TESTO PROPOSTO:
--------
Diverse teorie e studi preliminari sul coronavirus avevano evidenziato il collegamento tra il più alto tasso di insorgenza di sintomi gravi e di mortalità con l’inquinamento atmosferico. Adesso, altri studi più approfonditi svolti in diversi parti del mondo, hanno di nuovo sottolineato questo aspetto. Il tutto spiega la maggior mortalità in alcune aree, tra cui proprio il Nord Italia, zona notoriamente inquinata per motivo ambientali, industriali e demografici.
Le parole del team di ricercatori: “I risultati di questo documento suggeriscono che l’esposizione a lungo termine all’inquinamento atmosferico aumenta la vulnerabilità al verificarsi dei più gravi risultati COVID-19. Abbiamo trovato prove statisticamente significative che un aumento di 1 g / m3 nell’esposizione a lungo termine di PM2.5 è associato ad un aumento del 15% del tasso di mortalità COVID-19″.
Un altro studio si è invece concentrato sull’inquinamento da biossido di azoto. “I risultati mostrano che su 4.443 casi di mortalità, 3.487 erano in cinque regioni situate nel nord Italia e nella Spagna centrale. Inoltre, le stesse cinque regioni mostrano le più alte concentrazioni di biossido di azoto combinate con un flusso d’aria verso il basso che impedisce un’efficace dispersione di inquinamento atmosferico.”
Nonostante questi studi abbiano prodotto risultati abbastanza approfonditi, i ricercatori di entrambi gli studi avvertono che c’è bisogno di più dati come quelli legati alle strutture sanitarie. La riduzione di questi livelli di inquinamento a causa delle misure restrittive potrebbe aver a sua volta facilitato l’abbassamento della curva per quanto riguarda i casi più gravi, anche se l’impatto potrebbe essere stato molto piccolo.
--------
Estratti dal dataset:
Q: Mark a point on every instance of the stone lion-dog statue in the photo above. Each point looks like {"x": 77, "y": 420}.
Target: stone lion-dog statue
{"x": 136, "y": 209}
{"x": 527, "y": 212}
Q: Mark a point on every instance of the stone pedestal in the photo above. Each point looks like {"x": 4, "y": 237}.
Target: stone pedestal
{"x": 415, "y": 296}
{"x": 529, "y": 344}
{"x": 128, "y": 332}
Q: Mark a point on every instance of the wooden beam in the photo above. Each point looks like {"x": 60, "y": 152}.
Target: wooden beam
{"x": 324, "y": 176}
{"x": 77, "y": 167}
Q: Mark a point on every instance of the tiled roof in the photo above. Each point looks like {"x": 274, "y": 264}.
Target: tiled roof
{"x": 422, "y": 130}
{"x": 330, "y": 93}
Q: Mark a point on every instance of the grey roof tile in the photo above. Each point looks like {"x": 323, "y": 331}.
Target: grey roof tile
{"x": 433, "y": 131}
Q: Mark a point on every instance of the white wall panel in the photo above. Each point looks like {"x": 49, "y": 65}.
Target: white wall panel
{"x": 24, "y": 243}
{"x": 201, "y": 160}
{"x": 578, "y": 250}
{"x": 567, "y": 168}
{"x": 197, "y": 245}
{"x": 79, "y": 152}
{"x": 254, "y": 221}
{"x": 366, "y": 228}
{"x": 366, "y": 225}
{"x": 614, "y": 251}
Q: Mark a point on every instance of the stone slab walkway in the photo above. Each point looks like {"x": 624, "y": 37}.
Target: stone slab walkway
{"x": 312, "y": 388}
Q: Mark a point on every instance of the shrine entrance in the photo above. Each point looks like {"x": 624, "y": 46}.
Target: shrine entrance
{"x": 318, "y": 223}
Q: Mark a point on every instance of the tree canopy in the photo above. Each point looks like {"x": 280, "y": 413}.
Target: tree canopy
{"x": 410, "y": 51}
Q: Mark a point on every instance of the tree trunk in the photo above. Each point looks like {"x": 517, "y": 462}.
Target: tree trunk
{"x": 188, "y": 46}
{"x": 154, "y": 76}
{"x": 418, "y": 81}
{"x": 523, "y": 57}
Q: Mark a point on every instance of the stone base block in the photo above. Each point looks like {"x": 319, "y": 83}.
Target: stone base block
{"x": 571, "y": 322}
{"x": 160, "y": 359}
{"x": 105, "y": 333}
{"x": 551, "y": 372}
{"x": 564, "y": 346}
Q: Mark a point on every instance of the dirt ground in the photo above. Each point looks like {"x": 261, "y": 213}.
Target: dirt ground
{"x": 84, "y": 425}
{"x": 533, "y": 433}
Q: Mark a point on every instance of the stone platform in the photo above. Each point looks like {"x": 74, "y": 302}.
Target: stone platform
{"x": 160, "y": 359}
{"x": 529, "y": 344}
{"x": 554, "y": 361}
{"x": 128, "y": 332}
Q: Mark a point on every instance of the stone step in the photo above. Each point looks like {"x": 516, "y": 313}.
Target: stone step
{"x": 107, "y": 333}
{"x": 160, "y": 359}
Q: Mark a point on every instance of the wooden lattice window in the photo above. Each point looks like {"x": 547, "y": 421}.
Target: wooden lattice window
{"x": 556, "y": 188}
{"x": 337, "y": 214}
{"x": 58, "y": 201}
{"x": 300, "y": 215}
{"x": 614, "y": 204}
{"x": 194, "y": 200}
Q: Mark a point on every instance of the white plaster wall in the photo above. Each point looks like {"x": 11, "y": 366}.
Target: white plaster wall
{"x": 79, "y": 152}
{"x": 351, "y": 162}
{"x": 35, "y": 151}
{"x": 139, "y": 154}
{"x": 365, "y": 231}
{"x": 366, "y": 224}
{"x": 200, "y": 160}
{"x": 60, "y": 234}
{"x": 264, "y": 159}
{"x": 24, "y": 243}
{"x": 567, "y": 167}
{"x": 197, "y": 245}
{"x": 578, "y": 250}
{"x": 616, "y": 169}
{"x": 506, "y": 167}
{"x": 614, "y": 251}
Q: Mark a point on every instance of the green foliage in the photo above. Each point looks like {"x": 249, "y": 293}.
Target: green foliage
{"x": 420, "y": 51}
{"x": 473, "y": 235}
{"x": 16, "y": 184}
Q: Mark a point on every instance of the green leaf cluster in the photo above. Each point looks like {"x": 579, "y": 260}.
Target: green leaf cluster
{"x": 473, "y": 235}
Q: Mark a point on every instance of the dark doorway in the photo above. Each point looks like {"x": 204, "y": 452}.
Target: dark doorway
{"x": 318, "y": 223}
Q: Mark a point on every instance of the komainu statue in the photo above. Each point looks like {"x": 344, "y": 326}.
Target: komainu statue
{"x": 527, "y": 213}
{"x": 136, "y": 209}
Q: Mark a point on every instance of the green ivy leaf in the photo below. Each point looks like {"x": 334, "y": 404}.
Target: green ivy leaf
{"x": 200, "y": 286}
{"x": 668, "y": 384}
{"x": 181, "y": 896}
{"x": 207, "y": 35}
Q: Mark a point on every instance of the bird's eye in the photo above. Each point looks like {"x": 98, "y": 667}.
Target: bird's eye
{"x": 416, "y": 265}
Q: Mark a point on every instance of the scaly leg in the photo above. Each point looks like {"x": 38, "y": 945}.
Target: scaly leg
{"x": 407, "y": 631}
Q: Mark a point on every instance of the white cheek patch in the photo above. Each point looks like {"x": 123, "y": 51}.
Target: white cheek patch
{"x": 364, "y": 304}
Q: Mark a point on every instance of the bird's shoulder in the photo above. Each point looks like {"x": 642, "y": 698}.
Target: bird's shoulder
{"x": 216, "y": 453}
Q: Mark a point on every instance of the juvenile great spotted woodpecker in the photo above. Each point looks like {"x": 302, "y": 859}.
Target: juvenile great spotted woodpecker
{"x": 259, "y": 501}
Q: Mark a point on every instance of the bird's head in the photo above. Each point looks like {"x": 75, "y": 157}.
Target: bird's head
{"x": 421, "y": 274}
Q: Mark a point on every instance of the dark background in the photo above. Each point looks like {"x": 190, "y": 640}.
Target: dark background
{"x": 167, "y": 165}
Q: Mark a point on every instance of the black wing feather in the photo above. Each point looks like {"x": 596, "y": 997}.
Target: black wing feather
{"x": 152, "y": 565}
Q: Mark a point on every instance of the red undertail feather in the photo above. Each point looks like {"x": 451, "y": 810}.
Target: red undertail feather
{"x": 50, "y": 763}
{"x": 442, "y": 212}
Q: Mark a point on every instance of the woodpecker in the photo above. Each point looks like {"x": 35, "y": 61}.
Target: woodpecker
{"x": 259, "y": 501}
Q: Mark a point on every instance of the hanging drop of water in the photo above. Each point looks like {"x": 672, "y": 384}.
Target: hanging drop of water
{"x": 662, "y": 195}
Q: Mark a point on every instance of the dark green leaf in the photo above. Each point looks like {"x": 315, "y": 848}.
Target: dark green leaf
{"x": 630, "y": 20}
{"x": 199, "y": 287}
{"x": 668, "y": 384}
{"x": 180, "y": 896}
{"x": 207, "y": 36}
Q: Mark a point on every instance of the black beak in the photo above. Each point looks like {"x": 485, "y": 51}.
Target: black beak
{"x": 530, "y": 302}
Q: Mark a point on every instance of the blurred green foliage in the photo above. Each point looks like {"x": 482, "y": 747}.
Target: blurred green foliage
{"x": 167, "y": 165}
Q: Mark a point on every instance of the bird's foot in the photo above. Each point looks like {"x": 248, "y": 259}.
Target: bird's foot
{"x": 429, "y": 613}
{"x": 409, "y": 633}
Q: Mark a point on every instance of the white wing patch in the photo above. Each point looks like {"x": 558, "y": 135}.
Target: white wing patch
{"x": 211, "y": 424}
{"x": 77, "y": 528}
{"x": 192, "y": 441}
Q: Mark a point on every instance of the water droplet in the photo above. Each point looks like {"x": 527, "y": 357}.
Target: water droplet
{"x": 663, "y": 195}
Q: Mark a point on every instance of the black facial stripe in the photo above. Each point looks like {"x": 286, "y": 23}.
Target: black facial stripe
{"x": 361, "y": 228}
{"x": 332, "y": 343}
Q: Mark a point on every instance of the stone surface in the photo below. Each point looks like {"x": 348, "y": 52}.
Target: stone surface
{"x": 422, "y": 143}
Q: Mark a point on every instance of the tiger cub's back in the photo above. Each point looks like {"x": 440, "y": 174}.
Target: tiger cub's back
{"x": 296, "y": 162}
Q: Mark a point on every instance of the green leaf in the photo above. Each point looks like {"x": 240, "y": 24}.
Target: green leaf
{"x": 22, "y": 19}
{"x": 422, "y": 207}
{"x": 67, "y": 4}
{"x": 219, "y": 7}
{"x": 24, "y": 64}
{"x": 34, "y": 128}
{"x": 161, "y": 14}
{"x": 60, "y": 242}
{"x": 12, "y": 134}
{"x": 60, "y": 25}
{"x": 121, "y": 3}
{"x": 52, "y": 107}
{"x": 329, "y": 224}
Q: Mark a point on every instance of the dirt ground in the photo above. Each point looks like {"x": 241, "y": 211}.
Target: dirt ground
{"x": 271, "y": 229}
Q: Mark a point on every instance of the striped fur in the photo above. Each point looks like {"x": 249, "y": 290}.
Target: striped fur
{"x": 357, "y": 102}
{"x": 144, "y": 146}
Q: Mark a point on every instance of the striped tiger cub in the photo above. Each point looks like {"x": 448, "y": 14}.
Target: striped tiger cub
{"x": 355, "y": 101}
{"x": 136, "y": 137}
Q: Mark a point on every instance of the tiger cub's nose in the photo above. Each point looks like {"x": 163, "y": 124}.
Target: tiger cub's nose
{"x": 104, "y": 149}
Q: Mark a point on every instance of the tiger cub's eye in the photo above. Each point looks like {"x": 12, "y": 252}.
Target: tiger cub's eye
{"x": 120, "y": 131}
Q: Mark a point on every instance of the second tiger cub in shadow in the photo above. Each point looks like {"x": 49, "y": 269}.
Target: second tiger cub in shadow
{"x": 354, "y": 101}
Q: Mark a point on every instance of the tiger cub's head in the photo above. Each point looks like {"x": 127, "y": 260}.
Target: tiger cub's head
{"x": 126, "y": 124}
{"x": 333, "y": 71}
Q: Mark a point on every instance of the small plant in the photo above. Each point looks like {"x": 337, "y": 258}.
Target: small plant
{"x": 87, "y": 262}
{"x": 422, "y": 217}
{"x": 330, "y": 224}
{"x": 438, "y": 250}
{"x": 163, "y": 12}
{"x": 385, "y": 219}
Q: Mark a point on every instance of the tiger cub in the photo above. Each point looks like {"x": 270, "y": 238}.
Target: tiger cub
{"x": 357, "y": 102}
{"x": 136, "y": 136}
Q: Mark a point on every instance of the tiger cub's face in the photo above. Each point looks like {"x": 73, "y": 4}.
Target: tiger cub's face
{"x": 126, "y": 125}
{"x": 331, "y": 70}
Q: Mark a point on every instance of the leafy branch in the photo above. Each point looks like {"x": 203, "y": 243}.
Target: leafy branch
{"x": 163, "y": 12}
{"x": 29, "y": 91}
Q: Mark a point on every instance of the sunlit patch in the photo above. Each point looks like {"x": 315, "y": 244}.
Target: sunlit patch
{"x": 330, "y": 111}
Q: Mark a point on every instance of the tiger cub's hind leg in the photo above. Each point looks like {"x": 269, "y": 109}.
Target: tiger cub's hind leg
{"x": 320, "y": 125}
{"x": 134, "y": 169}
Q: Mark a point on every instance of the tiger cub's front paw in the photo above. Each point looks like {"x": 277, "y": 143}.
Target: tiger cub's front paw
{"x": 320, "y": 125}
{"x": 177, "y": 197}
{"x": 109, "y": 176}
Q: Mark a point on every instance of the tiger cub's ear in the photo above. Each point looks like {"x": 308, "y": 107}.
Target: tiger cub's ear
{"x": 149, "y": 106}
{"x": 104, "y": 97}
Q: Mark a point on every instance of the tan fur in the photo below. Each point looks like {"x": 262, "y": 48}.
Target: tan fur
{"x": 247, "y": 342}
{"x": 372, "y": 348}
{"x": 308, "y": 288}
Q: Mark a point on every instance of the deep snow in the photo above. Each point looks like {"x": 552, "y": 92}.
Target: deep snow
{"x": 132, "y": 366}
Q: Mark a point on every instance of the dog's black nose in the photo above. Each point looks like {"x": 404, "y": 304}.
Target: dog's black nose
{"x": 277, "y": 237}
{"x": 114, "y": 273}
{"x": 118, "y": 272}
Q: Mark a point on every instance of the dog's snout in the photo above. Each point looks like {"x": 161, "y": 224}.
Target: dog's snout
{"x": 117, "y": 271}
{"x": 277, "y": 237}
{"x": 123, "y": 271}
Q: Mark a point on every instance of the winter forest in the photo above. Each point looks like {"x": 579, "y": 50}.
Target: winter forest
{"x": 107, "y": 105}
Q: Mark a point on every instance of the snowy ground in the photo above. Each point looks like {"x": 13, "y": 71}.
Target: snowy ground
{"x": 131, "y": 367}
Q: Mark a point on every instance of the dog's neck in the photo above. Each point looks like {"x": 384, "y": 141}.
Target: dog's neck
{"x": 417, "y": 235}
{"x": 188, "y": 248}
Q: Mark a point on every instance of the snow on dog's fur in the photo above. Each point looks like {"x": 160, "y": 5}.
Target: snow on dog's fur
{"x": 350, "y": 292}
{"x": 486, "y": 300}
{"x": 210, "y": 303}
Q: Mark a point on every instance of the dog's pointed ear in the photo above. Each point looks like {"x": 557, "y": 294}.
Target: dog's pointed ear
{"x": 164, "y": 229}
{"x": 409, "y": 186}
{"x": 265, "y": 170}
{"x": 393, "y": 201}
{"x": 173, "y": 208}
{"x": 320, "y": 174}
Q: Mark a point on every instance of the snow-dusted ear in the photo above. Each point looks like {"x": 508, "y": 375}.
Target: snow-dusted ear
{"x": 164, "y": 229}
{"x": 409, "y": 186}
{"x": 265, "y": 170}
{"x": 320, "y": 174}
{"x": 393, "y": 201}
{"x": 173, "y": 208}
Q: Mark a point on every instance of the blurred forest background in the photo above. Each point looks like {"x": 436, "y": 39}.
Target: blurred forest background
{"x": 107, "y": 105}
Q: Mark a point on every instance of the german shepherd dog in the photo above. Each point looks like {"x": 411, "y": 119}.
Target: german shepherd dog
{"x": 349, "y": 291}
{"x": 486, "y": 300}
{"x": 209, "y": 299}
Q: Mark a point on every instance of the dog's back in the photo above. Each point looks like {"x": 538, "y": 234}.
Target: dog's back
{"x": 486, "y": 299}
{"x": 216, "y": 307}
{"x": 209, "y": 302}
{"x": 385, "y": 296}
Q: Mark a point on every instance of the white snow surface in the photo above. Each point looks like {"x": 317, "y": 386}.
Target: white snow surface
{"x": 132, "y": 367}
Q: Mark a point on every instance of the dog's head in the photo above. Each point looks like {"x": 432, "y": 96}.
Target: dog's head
--------
COMPITO DA SVOLGERE: Riproduci senza modifiche la parte del testo su inquinamento atmosferico e COVID-19 che va da "Le parole del" giù fino a "di mortalità COVID-19″.".

RISULTATO ESERCIZIO:
Le parole del team di ricercatori: “I risultati di questo documento suggeriscono che l’esposizione a lungo termine all’inquinamento atmosferico aumenta la vulnerabilità al verificarsi dei più gravi risultati COVID-19. Abbiamo trovato prove statisticamente significative che un aumento di 1 g / m3 nell’esposizione a lungo termine di PM2.5 è associato ad un aumento del 15% del tasso di mortalità COVID-19″.